L'EXERCICE ->
Relevez chaque année citée dans le texte sur le Livre blanc 2013, une seule fois et dans l'ordre où elle apparaît.

TEXTE SOURCE ->
- - -

Le « Livre blanc 2013 de la défense et de la sécurité nationale » a été publié le 29 avril dernier. Il reprend le même intitulé que le précédent en liant le concept de « sécurité nationale » à celui de Défense. Seulement deux autres documents de ce genre avaient vu le jour : le Livre Blanc sur la Défense Nationale publié en 1972 par Michel Debré, qui avait conceptualisé la force nucléaire française et celui publié en 1994 sous le gouvernement d’Édouard Balladur, qui avait tiré les enseignements de la fin de la Guerre Froide et ouvert le chemin à la professionnalisation des armées en 1996 et au développement des « forces projetables ».
Beaucoup de commentaires ont été faits sur les éventuelles conséquences économiques et sociales des conclusions de ce document en matière de crédits militaires, d'emplois militaires ou dans les industries de défense. Peu ont développé les conceptions stratégiques et politiques proposées au débat national et aux parlementaires dans ce texte.
Or, depuis 1994, les décisions concrètes se traduisent dans un deuxième temps dans une « Loi de programmation militaire » sur cinq ans qui devrait .être votée en fin d'année. La logique voudrait que cette Loi soit la conséquence des orientations générales en matière de stratégie de défense et donc de la vision française du monde d'aujourd'hui et de demain et non l'inverse (c.à.d que les choix stratégiques ne découlent d'abord que des moyens financiers disponibles..).
Quelle est la vision du monde et de la sécurité de la France qui se dégage du Livre Blanc 2013 ? Celui-ci reprend le concept global de « sécurité nationale » qui permet d'amalgamer sous le terme de « menaces à la sécurité nationale » des éléments qui peuvent être des « menaces » militaires comme la prolifération des armes de destruction massive ou le terrorisme, des « menaces » technologiques et des « problèmes » de santé comme des pandémies, des « problèmes » d'environnement et de ressources naturelles (eau, réchauffement climatique), En déclarant ensuite « que l'action militaire reste une donnée essentielle de la sécurité nationale », la plus grande confusion politique et idéologique règne, les dimensions politiques, juridiques, sociales des problèmes mondiaux passent alors au second plan...

- - -

DONNÉES ENREGISTRÉES ->
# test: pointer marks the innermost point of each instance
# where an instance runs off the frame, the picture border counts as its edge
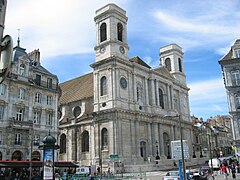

- - -

EXERCICE TERMINÉ ->
2013, 1972, 1994, 1996